**GIVEN TASK A:**
Reproduce the stretch of records below from the line containing "Challenge: find the antler" through the end of the records, keeping every request and format sample unchanged but multiplying each bounding-box coordinate in the answers by 1.6, rounded to whole numbers with halves rounded up. Return only those lines and leave the pictures out.
------------------------------------------------------------------------
System Design: Chat System — From Polling to WhatsApp at Scale

Series #12 of 15 — System Design Interview Prep

1. The Problem

Chat is deceptively simple at first glance: send a message, receive a message. You have probably built a toy version of this in an afternoon. The complexity emerges at scale.

Interview question: Design a real-time chat system like WhatsApp or Slack. Support 1-1 messaging, group chats (up to 500 members), message delivery receipts (sent / delivered / read), and offline message delivery. Handle 50 million concurrent users.

The constraints turn a weekend project into a distributed systems challenge:

Real-time delivery — users expect messages in under 100ms, not “eventually”
Offline queuing — a message must survive even if the recipient is offline for days
Ordering — messages must arrive in the order they were sent, across devices
Delivery receipts — the double-tick ✓✓ is a product feature users depend on
Group fan-out — one message to a 500-member group means 499 separate deliveries
Connection scale — 50M concurrent WebSocket connections don’t fit on one machine

WhatsApp handled 100 billion messages per day at peak, with a team of around 50 engineers. The architecture decisions below are why that number is possible.

2. Level 1 — HTTP Polling

The simplest possible approach: the client asks the server for new messages every few seconds.

// Client polls every 5 seconds
setInterval(function() {
  fetch('/messages?since=' + lastMessageId)
    .then(function(r) { return r.json(); })
    .then(function(msgs) { renderMessages(msgs); });
}, 5000);

What works: Extremely simple. Any HTTP server handles it. No persistent connections. Works through proxies, firewalls, and corporate networks that block WebSockets.
------------------------------------------------------------------------
**GIVEN TASK B:**
In the chat system article above, turn the paragraph beginning "What works:" into a short bulleted list that keeps its main points.
------------------------------------------------------------------------
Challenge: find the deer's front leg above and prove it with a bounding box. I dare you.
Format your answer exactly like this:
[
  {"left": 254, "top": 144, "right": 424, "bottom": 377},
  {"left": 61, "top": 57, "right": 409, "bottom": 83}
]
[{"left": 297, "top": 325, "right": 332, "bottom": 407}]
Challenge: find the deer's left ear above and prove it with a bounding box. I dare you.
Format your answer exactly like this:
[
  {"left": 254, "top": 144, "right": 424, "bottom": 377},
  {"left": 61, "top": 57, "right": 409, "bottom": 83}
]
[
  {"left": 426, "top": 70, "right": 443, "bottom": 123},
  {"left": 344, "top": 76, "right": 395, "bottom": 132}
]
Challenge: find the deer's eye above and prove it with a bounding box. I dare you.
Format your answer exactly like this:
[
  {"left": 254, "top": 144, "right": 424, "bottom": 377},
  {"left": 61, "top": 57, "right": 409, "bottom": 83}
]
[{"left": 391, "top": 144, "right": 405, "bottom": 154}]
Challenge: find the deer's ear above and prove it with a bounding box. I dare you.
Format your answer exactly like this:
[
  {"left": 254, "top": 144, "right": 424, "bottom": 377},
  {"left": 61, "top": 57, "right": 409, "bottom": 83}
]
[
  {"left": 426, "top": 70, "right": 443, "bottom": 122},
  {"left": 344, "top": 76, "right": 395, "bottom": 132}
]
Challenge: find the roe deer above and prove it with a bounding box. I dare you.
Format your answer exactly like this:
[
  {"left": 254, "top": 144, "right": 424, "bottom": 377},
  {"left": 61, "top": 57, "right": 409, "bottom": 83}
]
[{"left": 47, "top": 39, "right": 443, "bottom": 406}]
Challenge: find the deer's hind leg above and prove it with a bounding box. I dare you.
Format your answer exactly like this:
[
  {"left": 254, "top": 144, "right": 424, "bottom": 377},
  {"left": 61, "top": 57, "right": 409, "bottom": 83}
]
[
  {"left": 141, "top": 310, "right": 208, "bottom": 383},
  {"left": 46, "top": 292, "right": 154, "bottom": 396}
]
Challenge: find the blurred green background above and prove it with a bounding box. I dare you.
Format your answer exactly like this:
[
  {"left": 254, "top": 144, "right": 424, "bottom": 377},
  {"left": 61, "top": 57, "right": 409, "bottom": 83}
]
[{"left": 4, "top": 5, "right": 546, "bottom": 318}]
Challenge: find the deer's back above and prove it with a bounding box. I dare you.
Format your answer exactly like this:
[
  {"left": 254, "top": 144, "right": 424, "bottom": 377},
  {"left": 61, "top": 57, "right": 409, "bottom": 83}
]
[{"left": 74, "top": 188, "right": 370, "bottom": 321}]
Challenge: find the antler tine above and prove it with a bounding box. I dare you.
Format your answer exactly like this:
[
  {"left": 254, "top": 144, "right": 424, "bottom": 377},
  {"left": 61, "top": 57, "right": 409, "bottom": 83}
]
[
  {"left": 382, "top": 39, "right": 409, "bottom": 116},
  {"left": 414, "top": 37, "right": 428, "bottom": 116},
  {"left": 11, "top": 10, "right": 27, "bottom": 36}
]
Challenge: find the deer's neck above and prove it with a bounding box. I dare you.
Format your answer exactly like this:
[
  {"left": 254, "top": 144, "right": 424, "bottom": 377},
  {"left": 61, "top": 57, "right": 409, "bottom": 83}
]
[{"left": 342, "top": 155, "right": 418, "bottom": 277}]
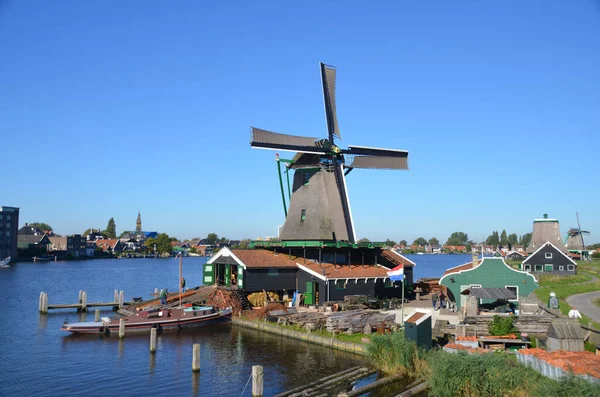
------------------------------------------------------------------------
**REPLY A:**
Challenge: find the antler tine above and prove it with a bounding box. I dare you.
Format your answer exactly like this:
[
  {"left": 254, "top": 144, "right": 424, "bottom": 377},
  {"left": 61, "top": 57, "right": 409, "bottom": 83}
]
[
  {"left": 611, "top": 62, "right": 654, "bottom": 186},
  {"left": 662, "top": 59, "right": 685, "bottom": 186},
  {"left": 18, "top": 16, "right": 43, "bottom": 58}
]
Challenge: find the deer's neck above and prove it with a bounding box. I dare you.
Format your answer exactly like this:
[
  {"left": 254, "top": 144, "right": 424, "bottom": 377},
  {"left": 61, "top": 57, "right": 409, "bottom": 83}
]
[{"left": 547, "top": 248, "right": 669, "bottom": 443}]

**REPLY B:**
- Extremely simple
- Any HTTP server can handle it
- Needs no persistent connections
- Works through proxies, firewalls, and corporate networks that block WebSockets